• **RECORDED INFORMATION**
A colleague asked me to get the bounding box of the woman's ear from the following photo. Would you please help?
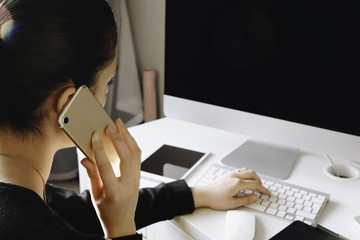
[55,86,76,115]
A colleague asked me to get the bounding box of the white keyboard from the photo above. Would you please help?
[196,163,330,226]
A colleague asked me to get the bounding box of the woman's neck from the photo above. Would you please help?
[0,132,55,201]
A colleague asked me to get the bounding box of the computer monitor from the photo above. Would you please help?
[164,0,359,178]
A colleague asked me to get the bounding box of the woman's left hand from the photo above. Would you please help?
[191,168,271,210]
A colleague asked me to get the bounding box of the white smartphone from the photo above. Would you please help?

• **WHAT TO WORK ON**
The expected output is the full data above, reproduced exactly with no images.

• **ANSWER SECTION**
A colleague asked me to get the bounding box of the woman's ear from the following photo. Would you please help?
[55,86,76,115]
A colleague asked me to get the bounding box of the white keyboard from the photo above. Would you please help?
[196,163,330,226]
A colleague asked me to get the bounding box of the woman's neck from the photo above. Would you please help?
[0,132,55,201]
A colleague asked me to get the bounding box of the computer monitor from the photo above. Would you please help?
[164,0,359,178]
A colleague asked me to get the bounding box of the woman's left hand from the photo above. Would you please help?
[191,168,271,210]
A colleague asked me to get the bounding box of the white smartphone from the photo above. Would you please help?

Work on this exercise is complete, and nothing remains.